• Records provided
★ ★ ★ ★ ★
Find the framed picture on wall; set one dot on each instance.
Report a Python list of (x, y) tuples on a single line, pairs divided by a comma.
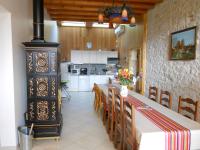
[(183, 44)]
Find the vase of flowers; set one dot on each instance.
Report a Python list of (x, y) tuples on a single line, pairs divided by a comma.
[(125, 78)]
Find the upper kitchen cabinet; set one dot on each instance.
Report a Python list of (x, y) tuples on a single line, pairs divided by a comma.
[(92, 57), (76, 38)]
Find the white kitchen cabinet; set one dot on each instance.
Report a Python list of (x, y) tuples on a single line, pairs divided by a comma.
[(113, 54), (76, 57), (85, 57), (73, 83), (84, 83), (92, 57), (99, 79)]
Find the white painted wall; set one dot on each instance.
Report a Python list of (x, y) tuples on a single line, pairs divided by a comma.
[(7, 107), (12, 66), (181, 78), (50, 31)]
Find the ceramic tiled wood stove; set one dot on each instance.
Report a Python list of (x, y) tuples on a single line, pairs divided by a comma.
[(43, 81)]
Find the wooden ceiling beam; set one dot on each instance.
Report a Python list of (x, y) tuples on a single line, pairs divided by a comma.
[(77, 15), (96, 4), (86, 18), (61, 12), (64, 6), (87, 9), (105, 1)]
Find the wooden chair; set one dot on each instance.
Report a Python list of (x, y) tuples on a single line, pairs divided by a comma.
[(97, 100), (118, 133), (111, 113), (153, 93), (129, 127), (165, 99), (188, 105), (105, 108)]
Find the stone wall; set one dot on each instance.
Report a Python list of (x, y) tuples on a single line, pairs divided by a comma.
[(181, 78)]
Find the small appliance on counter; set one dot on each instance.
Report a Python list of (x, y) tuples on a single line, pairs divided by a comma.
[(83, 71)]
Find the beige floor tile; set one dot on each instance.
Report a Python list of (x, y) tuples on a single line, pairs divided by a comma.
[(82, 128)]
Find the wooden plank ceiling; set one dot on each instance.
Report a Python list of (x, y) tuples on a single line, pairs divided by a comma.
[(87, 10)]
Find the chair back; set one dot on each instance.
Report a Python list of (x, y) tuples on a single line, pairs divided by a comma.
[(129, 124), (118, 108), (111, 100), (153, 93), (188, 107), (165, 99), (97, 101)]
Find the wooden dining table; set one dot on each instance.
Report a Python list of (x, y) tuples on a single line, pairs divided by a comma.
[(160, 128)]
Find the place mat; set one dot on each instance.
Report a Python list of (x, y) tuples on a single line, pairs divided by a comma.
[(177, 137)]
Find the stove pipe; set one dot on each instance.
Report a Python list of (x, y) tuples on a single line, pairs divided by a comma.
[(38, 21)]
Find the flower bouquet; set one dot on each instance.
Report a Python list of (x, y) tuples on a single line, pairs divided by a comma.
[(125, 78)]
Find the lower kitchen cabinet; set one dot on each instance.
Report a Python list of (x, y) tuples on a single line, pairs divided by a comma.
[(86, 82), (73, 83)]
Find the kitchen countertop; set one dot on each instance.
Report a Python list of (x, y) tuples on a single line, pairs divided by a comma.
[(92, 75)]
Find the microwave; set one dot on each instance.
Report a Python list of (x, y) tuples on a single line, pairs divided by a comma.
[(75, 71)]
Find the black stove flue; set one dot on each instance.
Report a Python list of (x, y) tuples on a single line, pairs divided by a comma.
[(38, 21)]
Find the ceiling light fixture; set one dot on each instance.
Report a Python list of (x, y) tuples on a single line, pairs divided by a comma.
[(117, 14), (73, 24), (103, 25)]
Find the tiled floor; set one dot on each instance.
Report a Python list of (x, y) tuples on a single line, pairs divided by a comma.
[(82, 129)]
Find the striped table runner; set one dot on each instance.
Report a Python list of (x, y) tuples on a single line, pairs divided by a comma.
[(177, 137)]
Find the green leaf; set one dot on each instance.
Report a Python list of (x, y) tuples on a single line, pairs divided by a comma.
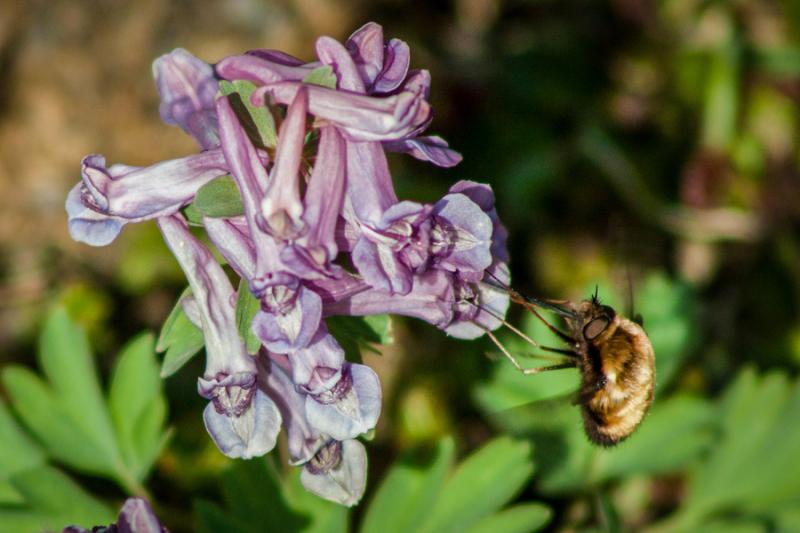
★ ★ ★ ★ ★
• What you have to do
Put every line above into a numbered list, skipping any blank lines. Leave the pictures out.

• Expected answer
1. Find the framed picture on wall; set one dot on each instance.
2. Report a Python list of (x, y) tuples on a single line, pairs divided by a comma.
3. [(183, 44)]
4. Find the vase of flowers; set one dot on each instance.
5. Report a Python list of (x, y) tuples on a single line, pairs divided by a comma.
6. [(125, 78)]
7. Find the upper kitchen cabinet; set one dot on each instance.
8. Report a Python list of (x, y) tuples on a single line, pairs divided by a comma.
9. [(92, 57), (76, 38)]
10. Find the white kitchen cabinet; set one dot on each instance.
11. Report a Python list of (x, y) tuples on a single line, pairs divided by a comma.
12. [(113, 54), (76, 57), (85, 57), (73, 83), (84, 83), (92, 57), (99, 79)]
13. Find the white painted wall; set one dot on each instance.
14. Report a Python list of (x, y) tuples on a single line, pairs divided by a comma.
15. [(7, 107), (12, 66), (181, 78), (50, 31)]
16. Find the ceramic tiled wood stove; set one dot on each instance.
17. Report a Python list of (x, y) tuples on a single line, pairs divided by a comma.
18. [(43, 81)]
19. Find the wooden ceiling beam; set one dot on each instance.
20. Report a Python list of (x, y) tuples on a single line, pairs divided by a comma.
21. [(77, 15), (96, 4), (86, 18), (61, 12), (64, 6), (87, 9), (105, 1)]
22. Find the wooden chair; set one dot on each instance.
23. Report a Python list of (x, y) tuples on a single line, pairs divided by a comma.
24. [(97, 100), (118, 133), (111, 113), (153, 93), (129, 127), (165, 99), (188, 105), (105, 108)]
25. Find the stone wall; set one dot on each instance.
26. Report a Python list of (x, y) tuples on a single line, pairs divided by a comma.
27. [(181, 78)]
28. Find the small appliance on counter; set one dot on each instance.
29. Report a Python list of (x, y) tuples on a single line, pairs divided by a comma.
30. [(83, 71)]
31. Find the beige floor tile; set one dot on each instance.
32. Report a Python list of (x, y) tuples on a single line, pairs divided by a comma.
33. [(82, 128)]
34. Find the wooden plank ceiling; set one dot on each instance.
35. Report a Python list of (x, y) tuples on a single line, pairs divided by a comma.
36. [(87, 10)]
37. Find the chair back; set one dot on each instance.
38. Report a Python list of (x, y) tuples on a single line, pairs divided by a comma.
39. [(129, 124), (118, 108), (111, 100), (153, 93), (188, 107), (165, 99), (97, 101)]
40. Find the wooden dining table; set one dot on each instance.
41. Report a Python list of (x, y) tuples on a single line, pairs divided by a comma.
42. [(160, 128)]
43. Find the place mat; set one dot on each instance.
44. Report a Python list of (x, y) tuples on a single line, pairs divided by a comma.
45. [(177, 137)]
46. Find the stove pipe; set one dot on each instance.
47. Report a Python list of (x, y) tuples on a single line, pairs divided by a comma.
48. [(38, 21)]
49. Find the flower bouquet; set one dot on each instance.
50. Report a Python list of (x, y) tuples on a single line, pairs divided by a comma.
51. [(125, 78)]
52. Find the lower kitchen cabinet; set one dot on each instance.
53. Report a Python list of (x, y) tuples on a single line, pairs divided by a comma.
54. [(86, 82), (73, 83)]
55. Find the kitchen countertop; set one dot on each instance.
56. Report a Python list of (x, y) tuples on a single line, pairs divided by a comma.
57. [(92, 75)]
58. Find the microwave; set one dot on each instance.
59. Report a Python list of (x, y) tuples on a single line, pairs divided by a comma.
60. [(75, 71)]
61. Find the black stove flue; set one dot on each instance.
62. Report a Python list of (x, y) tuples on a single line, pairs divided by a comma.
63. [(38, 21)]
64. Find the ceiling light fixture; set one dot on each instance.
65. Report a Python list of (x, y) tuples on a single line, pairs divided by a comma.
66. [(117, 14), (73, 24), (103, 25)]
67. Find the tiled floor; set one dot on each instance.
68. Report a Python list of (x, y) tuples on a single line, pairs divided by a comma.
69. [(82, 129)]
70. Find the striped table runner; set one dot on each instance.
71. Report a Python list of (x, y) tuples on a single line, pairs divided by a comma.
72. [(177, 137)]
73. Find the green leaf; set one dot on each instance.
74. Report a Python list of (x, y) tuples on a single line, pairs divided by a comma.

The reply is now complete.